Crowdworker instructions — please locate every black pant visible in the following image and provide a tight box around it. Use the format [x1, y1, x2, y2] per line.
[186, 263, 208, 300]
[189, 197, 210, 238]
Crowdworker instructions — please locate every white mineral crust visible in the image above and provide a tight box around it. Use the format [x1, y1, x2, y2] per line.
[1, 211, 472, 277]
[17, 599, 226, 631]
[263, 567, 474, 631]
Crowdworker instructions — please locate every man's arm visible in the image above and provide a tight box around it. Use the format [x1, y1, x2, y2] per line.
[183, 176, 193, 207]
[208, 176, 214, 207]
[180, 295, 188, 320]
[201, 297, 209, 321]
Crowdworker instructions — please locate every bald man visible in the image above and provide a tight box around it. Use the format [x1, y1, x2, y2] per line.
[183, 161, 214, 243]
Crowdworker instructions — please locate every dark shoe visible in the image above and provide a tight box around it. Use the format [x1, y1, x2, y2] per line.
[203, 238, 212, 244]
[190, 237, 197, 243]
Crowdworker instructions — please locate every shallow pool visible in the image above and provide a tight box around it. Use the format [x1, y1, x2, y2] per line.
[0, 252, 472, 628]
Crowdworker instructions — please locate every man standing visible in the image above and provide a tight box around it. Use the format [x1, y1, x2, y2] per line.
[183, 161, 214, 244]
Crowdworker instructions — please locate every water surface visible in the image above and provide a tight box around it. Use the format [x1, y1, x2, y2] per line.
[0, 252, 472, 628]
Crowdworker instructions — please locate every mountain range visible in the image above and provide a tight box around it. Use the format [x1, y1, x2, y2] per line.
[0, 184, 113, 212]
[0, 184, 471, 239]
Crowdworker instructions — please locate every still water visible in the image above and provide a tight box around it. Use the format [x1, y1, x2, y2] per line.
^^^^^^^^^^^^^^^^
Task statement
Would you output the full listing exactly as it stands?

Output for this task
Crowdworker instructions — please locate every black pant visible in the following image and provide a tight box around it. Use the format [x1, y1, x2, y2] per line.
[186, 263, 208, 300]
[189, 197, 210, 238]
Crowdworker instructions — please locate every white mineral crust visible in the image above and provide a tight box around it. Use the format [x1, y1, x2, y2] per line.
[1, 211, 472, 277]
[17, 599, 226, 631]
[263, 567, 474, 631]
Crowdworker instructions — please locate every man's arm visible in the image above and provide a tight box around it. Use the format [x1, y1, x2, y2] per line.
[183, 176, 193, 207]
[208, 176, 214, 207]
[180, 295, 188, 320]
[201, 297, 209, 321]
Crowdworker instructions — please locate every bald man visible in the image above and provide a tight box around it. Use the format [x1, y1, x2, y2] per line.
[183, 161, 214, 243]
Crowdworker instructions — please locate every dark shoe visible in the image above and provide a tight box around it. Use the format [x1, y1, x2, y2] per line.
[203, 238, 212, 244]
[190, 237, 197, 243]
Crowdworker instructions — please locate every shallow pool visible in the image above and provide a tight box around it. Use the format [x1, y1, x2, y2] per line.
[0, 252, 472, 628]
Crowdworker instructions — please locate every man standing visible in the image above and provide a tight box around it. Use the format [x1, y1, x2, y2] per line.
[183, 161, 214, 244]
Crowdworker instructions — please locate every water surface visible in the image above and provide a tight box around it. Use the format [x1, y1, x2, y2] per line.
[0, 252, 472, 628]
Crowdworker instructions — please locate every mountain range visible in the image above and provide a tight box around it. Use the format [x1, y1, x2, y2] per line.
[0, 184, 113, 212]
[0, 184, 471, 239]
Crowdworker instructions — please locate every still water visible in the image above and provide a tight box around it. Use the format [x1, y1, x2, y2] per line.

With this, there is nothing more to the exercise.